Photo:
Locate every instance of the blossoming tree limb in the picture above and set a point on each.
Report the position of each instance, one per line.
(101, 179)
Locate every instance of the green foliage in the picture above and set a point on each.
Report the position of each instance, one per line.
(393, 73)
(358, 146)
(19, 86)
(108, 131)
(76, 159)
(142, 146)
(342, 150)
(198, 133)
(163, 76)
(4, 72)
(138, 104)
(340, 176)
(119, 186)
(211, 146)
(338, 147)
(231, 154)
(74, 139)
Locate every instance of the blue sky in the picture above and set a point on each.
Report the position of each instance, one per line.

═══

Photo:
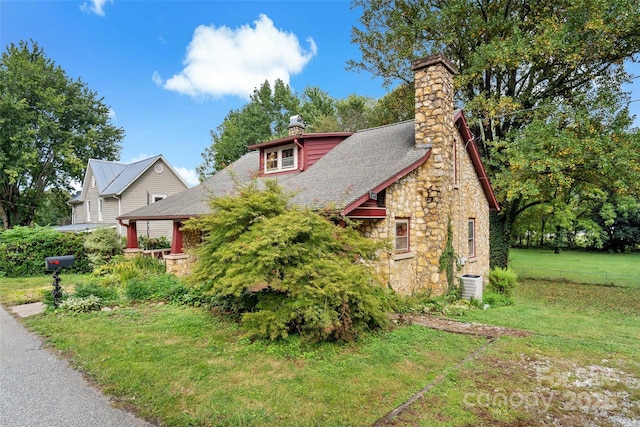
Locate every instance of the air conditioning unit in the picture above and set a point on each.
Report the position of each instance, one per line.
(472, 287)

═══

- ACTIVITY:
Copy every single line of the material above that holds "picture".

- RESULT OF THIS EXERCISE:
Locate every instance of the blossoming tree limb in the picture above and set a point on each.
Locate every instance of the green foliage in the picture above and set a point on each.
Locate every instance of the blue sky in the picture above and set a point on each.
Locate every instance of the air conditioning unit in the picture above and set a point on each.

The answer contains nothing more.